QUOTED PASSAGE:
= = = =

On Wed, 20 Dec 2000, Nick May wrote:
> In particular, how does the server "know"? How exactly does it determine
> that it has a static page for that request, then locate that static page
> in the file system?
Well, how the server knows and how the cache is stored
is where the programmer comes in :) The example
flow in my previous mail was just intented to
simply describe how it works.
> If the site has a few thousand unique "pages" there becomes,
> potentially, quite a lot to keep track off...
It will only cache those pages which are requested. There
is no need to cache all the possible pages which the site
contain.
Things like search results might not be good candidates for
caching.
> cheaper than a complex sql hit) but a non-cached page would then create an
> additional hit. Or a flat file - that would get expensive real fast for a
> lot of pages
Reading a flat file is usually still cheaper than making
a complex query. There is additional overhead if the page
was not cached, but any additional queries for the same
page will be faster.

= = = =

DATASET ENTRIES:
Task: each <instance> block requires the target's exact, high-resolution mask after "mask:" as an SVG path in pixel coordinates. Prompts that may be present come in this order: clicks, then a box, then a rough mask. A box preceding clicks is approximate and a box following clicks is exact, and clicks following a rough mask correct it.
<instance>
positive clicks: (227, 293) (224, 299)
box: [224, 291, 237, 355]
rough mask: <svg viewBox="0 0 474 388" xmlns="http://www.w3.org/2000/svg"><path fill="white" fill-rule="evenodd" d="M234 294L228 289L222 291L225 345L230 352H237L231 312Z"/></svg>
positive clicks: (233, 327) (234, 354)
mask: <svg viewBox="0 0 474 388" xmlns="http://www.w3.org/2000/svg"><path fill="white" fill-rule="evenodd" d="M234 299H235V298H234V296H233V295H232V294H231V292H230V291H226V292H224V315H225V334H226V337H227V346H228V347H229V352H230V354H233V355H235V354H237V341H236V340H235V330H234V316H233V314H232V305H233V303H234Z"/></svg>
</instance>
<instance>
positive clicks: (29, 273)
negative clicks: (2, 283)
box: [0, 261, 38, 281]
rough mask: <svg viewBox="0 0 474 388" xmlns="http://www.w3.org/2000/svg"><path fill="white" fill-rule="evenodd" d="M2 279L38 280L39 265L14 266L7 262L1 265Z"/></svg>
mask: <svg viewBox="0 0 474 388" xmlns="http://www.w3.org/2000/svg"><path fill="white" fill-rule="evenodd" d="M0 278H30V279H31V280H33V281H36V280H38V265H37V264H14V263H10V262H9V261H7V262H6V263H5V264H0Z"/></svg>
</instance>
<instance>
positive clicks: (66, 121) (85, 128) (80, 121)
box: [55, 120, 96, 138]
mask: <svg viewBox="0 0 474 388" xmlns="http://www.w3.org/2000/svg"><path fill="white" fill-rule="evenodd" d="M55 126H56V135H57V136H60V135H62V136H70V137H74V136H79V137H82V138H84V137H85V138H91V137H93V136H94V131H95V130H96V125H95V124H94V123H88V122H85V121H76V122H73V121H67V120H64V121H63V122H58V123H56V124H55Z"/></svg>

= = = =

PROBLEM SET:
• a. Repeat the page caching reply from "On Wed, 20 Dec" to "keep track off...".
• b. Answer these questions using the page caching reply.
(i) Which pages will be cached?
(ii) What is given as an example of pages that might not be good candidates for caching?
(iii) What is reading a flat file usually cheaper than?
The listing was taken from a separate source.

WRITTEN ANSWERS:
• a.
On Wed, 20 Dec 2000, Nick May wrote:
> In particular, how does the server "know"? How exactly does it determine
> that it has a static page for that request, then locate that static page
> in the file system?
Well, how the server knows and how the cache is stored
is where the programmer comes in :) The example
flow in my previous mail was just intented to
simply describe how it works.
> If the site has a few thousand unique "pages" there becomes,
> potentially, quite a lot to keep track off...

• b.
(i) Only the pages that are requested.
(ii) Search results.
(iii) Making a complex query.